*Instructions for the task*. Reproduce the listing below in its entirety. Change nothing.

(Some records)
- - -

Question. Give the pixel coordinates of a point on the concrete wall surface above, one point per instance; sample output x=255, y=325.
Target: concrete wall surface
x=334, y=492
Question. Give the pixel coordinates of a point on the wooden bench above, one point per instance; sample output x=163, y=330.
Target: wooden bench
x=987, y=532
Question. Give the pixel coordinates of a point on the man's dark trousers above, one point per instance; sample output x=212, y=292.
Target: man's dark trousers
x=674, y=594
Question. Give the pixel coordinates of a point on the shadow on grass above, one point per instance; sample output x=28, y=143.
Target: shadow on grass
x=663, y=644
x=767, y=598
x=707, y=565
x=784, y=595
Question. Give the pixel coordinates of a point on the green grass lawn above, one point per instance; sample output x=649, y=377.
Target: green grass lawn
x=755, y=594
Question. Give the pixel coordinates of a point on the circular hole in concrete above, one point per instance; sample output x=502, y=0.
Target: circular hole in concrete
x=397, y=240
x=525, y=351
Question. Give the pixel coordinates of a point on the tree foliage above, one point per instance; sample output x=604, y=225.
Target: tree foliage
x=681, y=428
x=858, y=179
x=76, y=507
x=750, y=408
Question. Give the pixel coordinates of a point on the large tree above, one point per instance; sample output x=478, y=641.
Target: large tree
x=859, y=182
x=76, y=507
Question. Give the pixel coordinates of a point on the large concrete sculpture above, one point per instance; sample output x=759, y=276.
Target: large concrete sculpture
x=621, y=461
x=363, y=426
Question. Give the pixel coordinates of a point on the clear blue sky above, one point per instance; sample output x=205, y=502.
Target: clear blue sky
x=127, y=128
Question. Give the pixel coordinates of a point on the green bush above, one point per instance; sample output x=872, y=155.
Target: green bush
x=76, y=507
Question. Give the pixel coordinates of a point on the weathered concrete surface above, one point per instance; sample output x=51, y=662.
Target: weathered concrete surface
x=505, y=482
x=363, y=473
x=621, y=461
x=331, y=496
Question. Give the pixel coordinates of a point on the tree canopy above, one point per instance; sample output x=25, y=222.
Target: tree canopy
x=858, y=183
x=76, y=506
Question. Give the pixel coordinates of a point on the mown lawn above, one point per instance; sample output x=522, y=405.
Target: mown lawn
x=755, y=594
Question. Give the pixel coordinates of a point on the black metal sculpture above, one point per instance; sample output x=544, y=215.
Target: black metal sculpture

- - -

*Output*.
Question. Give the pixel coordinates of a point on the concrete wall surface above, one point per instance; sample output x=255, y=325.
Target: concrete wall surface
x=334, y=492
Question. Give the pixel coordinates of a point on the wooden bench above, one point per instance; sample output x=163, y=330.
Target: wooden bench
x=987, y=532
Question. Give the pixel coordinates of a point on the man's dark trousers above, one point per instance; sample output x=212, y=292.
Target: man's dark trousers
x=674, y=594
Question. Give the pixel coordinates of a point on the shadow on grass above, one point per instance; sample output x=28, y=143.
Target: shadow on grass
x=663, y=644
x=767, y=598
x=707, y=565
x=784, y=595
Question. Give the pixel coordinates of a point on the green grass lawn above, one point per instance; sample output x=649, y=377.
Target: green grass lawn
x=755, y=594
Question. Give the pixel coordinates of a point on the circular hole in concrete above, one point per instance; sample output x=502, y=0.
Target: circular hole in concrete
x=397, y=240
x=525, y=351
Question. Give the pixel coordinates of a point on the tree foliage above, one point per instance; sample output x=604, y=225.
Target: tree foliage
x=681, y=428
x=858, y=179
x=76, y=507
x=750, y=408
Question. Give the pixel coordinates of a point on the large tree above, one point per instance; sample output x=478, y=641.
Target: large tree
x=859, y=182
x=76, y=507
Question. Give the pixel coordinates of a point on the large concrete sculpture above, one point per instance; sample output x=759, y=276.
Target: large concrete sculpture
x=621, y=461
x=363, y=426
Question. Give the pixel coordinates of a point on the clear blue sky above, one point per instance; sample output x=205, y=502.
Target: clear blue sky
x=127, y=128
Question. Give the pixel coordinates of a point on the green bush above, one point per instance; sample output x=872, y=155.
Target: green bush
x=76, y=507
Question. Give the pixel coordinates of a point on the weathered concrete surface above, one point per instance; sample output x=51, y=662.
Target: weathered concrete surface
x=505, y=482
x=363, y=473
x=621, y=461
x=331, y=496
Question. Give the pixel coordinates of a point on the tree canopy above, one point per instance; sample output x=25, y=222.
Target: tree canopy
x=858, y=183
x=76, y=506
Question. Give the pixel coordinates of a point on the mown lawn above, one point per instance; sample output x=522, y=405.
Target: mown lawn
x=755, y=594
Question. Give the pixel coordinates of a point on the black metal sculpture above, one point per instance; sample output x=544, y=215.
Target: black metal sculpture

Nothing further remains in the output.